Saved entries

┌────────

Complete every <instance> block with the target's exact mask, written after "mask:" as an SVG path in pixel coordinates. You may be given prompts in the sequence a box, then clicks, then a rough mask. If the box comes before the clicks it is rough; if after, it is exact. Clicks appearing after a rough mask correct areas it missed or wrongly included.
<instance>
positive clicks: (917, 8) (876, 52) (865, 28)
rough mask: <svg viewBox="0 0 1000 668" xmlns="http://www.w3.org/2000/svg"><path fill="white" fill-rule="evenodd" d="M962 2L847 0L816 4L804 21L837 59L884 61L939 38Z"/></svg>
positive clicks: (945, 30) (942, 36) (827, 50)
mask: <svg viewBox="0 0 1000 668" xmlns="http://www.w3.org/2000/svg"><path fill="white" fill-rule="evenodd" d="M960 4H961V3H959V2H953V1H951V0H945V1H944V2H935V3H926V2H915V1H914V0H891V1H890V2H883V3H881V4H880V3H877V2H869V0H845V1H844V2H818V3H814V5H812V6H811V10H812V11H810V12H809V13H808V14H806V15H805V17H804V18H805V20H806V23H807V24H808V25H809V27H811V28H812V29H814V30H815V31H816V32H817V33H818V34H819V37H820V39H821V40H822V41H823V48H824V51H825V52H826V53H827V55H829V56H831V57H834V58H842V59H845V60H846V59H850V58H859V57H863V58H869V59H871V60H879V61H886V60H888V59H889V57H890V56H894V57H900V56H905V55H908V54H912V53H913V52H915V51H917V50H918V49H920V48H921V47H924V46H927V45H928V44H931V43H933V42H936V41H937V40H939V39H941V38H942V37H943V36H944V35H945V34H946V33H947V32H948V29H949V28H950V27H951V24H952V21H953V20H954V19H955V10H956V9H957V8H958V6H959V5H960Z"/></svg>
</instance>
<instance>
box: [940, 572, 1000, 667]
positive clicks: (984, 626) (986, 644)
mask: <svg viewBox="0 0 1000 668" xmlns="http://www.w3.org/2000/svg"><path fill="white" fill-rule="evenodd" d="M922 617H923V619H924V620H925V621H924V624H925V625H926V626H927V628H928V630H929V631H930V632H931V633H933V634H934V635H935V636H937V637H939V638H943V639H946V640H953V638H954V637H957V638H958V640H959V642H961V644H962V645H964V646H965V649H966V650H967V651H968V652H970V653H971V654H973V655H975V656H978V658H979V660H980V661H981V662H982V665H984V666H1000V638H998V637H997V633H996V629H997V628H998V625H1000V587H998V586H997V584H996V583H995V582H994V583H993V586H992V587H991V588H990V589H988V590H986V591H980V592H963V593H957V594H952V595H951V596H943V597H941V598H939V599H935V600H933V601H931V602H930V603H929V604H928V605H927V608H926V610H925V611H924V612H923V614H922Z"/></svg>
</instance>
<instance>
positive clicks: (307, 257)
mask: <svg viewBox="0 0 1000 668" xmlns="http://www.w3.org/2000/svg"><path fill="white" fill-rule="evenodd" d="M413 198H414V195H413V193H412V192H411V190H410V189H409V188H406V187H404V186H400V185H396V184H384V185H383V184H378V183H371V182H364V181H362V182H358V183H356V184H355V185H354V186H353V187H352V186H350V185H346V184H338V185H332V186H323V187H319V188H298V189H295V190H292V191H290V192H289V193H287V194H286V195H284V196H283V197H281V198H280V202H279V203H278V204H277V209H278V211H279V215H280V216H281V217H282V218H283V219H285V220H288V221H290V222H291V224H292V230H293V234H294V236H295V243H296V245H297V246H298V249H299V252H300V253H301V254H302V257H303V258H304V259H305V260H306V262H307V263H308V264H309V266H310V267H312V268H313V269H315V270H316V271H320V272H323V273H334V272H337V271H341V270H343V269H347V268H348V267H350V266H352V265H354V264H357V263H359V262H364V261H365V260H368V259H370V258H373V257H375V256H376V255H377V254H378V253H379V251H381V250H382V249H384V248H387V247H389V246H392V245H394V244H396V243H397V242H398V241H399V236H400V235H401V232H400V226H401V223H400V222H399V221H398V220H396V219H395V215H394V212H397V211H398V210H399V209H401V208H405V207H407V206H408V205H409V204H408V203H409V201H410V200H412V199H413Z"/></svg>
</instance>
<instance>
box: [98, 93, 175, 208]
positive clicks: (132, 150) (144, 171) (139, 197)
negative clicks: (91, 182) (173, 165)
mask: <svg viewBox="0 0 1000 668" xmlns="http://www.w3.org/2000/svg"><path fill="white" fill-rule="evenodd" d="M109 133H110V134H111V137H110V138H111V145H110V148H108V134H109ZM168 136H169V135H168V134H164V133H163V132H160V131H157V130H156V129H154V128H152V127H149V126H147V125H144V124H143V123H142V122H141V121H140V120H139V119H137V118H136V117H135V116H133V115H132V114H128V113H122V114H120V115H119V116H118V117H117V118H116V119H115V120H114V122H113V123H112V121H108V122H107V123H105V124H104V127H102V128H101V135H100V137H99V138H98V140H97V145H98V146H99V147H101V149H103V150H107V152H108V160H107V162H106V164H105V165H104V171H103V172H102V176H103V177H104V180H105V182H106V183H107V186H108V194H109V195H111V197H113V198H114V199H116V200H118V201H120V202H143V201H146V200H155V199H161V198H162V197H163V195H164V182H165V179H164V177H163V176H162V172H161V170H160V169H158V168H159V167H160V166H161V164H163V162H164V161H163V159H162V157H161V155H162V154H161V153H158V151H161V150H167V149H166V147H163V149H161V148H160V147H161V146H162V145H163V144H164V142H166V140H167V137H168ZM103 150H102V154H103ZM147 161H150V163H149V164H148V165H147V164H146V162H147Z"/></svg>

└────────

> **Task goal**
Format all of the material above as a numbered list with one line per item, omitting any blank lines.

> **Exercise response**
1. Complete every <instance> block with the target's exact mask, written after "mask:" as an SVG path in pixel coordinates. You may be given prompts in the sequence a box, then clicks, then a rough mask. If the box comes before the clicks it is rough; if after, it is exact. Clicks appearing after a rough mask correct areas it missed or wrongly included.
2. <instance>
3. positive clicks: (917, 8) (876, 52) (865, 28)
4. rough mask: <svg viewBox="0 0 1000 668" xmlns="http://www.w3.org/2000/svg"><path fill="white" fill-rule="evenodd" d="M962 2L847 0L816 4L804 21L837 59L884 61L939 38Z"/></svg>
5. positive clicks: (945, 30) (942, 36) (827, 50)
6. mask: <svg viewBox="0 0 1000 668" xmlns="http://www.w3.org/2000/svg"><path fill="white" fill-rule="evenodd" d="M960 4H961V3H959V2H953V1H951V0H945V1H944V2H935V3H926V2H915V1H914V0H891V1H890V2H883V3H881V4H880V3H877V2H869V0H845V1H844V2H818V3H814V5H812V6H811V10H812V11H810V12H809V13H808V14H806V15H805V17H804V18H805V20H806V23H807V24H808V25H809V27H811V28H812V29H814V30H815V31H816V32H817V33H818V34H819V37H820V39H821V40H822V41H823V48H824V51H825V52H826V53H827V55H829V56H831V57H834V58H842V59H845V60H846V59H850V58H859V57H863V58H869V59H871V60H879V61H886V60H888V59H889V57H890V56H894V57H900V56H905V55H908V54H912V53H913V52H915V51H917V50H918V49H920V48H921V47H924V46H927V45H928V44H931V43H933V42H936V41H937V40H939V39H941V38H942V37H943V36H944V35H945V34H946V33H947V32H948V29H949V28H950V27H951V24H952V21H953V20H954V19H955V10H956V9H957V8H958V6H959V5H960Z"/></svg>
7. </instance>
8. <instance>
9. box: [940, 572, 1000, 667]
10. positive clicks: (984, 626) (986, 644)
11. mask: <svg viewBox="0 0 1000 668" xmlns="http://www.w3.org/2000/svg"><path fill="white" fill-rule="evenodd" d="M922 617H923V619H924V620H925V621H924V624H925V625H926V626H927V628H928V630H929V631H930V632H931V633H933V634H934V635H935V636H937V637H939V638H943V639H946V640H953V638H954V637H957V638H958V640H959V642H961V644H962V645H964V646H965V649H966V650H967V651H968V652H970V653H971V654H973V655H975V656H978V658H979V660H980V661H981V662H982V665H984V666H1000V638H998V637H997V633H996V629H997V628H998V625H1000V587H998V586H997V584H996V583H995V582H994V583H993V586H992V587H991V588H990V589H988V590H986V591H980V592H963V593H957V594H952V595H951V596H943V597H941V598H939V599H935V600H933V601H931V602H930V603H929V604H928V605H927V608H926V610H925V611H924V612H923V614H922Z"/></svg>
12. </instance>
13. <instance>
14. positive clicks: (307, 257)
15. mask: <svg viewBox="0 0 1000 668" xmlns="http://www.w3.org/2000/svg"><path fill="white" fill-rule="evenodd" d="M413 198H414V195H413V193H412V192H411V190H410V189H409V188H406V187H404V186H400V185H396V184H384V185H383V184H378V183H371V182H364V181H362V182H358V183H356V184H355V185H354V186H353V187H352V186H350V185H346V184H338V185H332V186H323V187H319V188H298V189H295V190H292V191H290V192H289V193H287V194H286V195H284V196H283V197H281V198H280V202H279V203H278V204H277V209H278V211H279V215H280V216H281V217H282V218H283V219H285V220H288V221H290V222H291V224H292V230H293V234H294V236H295V243H296V245H297V246H298V249H299V252H300V253H301V254H302V257H303V258H304V259H305V260H306V262H307V263H308V264H309V266H310V267H312V268H313V269H315V270H316V271H320V272H323V273H334V272H337V271H341V270H343V269H347V268H348V267H350V266H352V265H354V264H357V263H359V262H364V261H365V260H368V259H370V258H373V257H375V256H376V255H377V254H378V253H379V251H381V250H382V249H384V248H387V247H389V246H392V245H394V244H396V243H397V242H398V241H399V236H400V235H401V232H400V226H401V223H400V222H399V221H398V220H396V219H395V215H394V212H397V211H398V210H399V209H401V208H405V207H407V206H408V205H409V204H408V203H409V201H410V200H412V199H413Z"/></svg>
16. </instance>
17. <instance>
18. box: [98, 93, 175, 208]
19. positive clicks: (132, 150) (144, 171) (139, 197)
20. negative clicks: (91, 182) (173, 165)
21. mask: <svg viewBox="0 0 1000 668" xmlns="http://www.w3.org/2000/svg"><path fill="white" fill-rule="evenodd" d="M109 133H110V134H111V137H110V138H111V145H110V148H108V134H109ZM168 136H169V135H168V134H164V133H163V132H160V131H157V130H156V129H154V128H152V127H149V126H147V125H144V124H143V123H142V122H141V121H140V120H139V119H137V118H136V117H135V116H133V115H132V114H128V113H122V114H120V115H119V116H118V117H117V118H116V119H115V120H114V122H113V123H112V121H108V122H107V123H105V124H104V127H102V128H101V135H100V137H99V138H98V140H97V145H98V146H99V147H101V149H103V150H107V152H108V160H107V162H106V164H105V165H104V171H103V172H102V176H103V177H104V180H105V182H106V183H107V186H108V194H109V195H111V197H113V198H114V199H116V200H118V201H120V202H143V201H146V200H155V199H161V198H162V197H163V195H164V182H165V179H164V177H163V176H162V172H161V170H160V169H158V168H159V167H160V166H161V164H163V162H164V161H163V159H162V157H161V155H162V154H161V153H158V151H161V150H167V149H166V147H163V149H161V148H160V147H161V146H162V145H163V144H164V142H166V140H167V137H168ZM103 150H102V154H103ZM147 161H150V163H149V164H148V165H147V164H146V162H147Z"/></svg>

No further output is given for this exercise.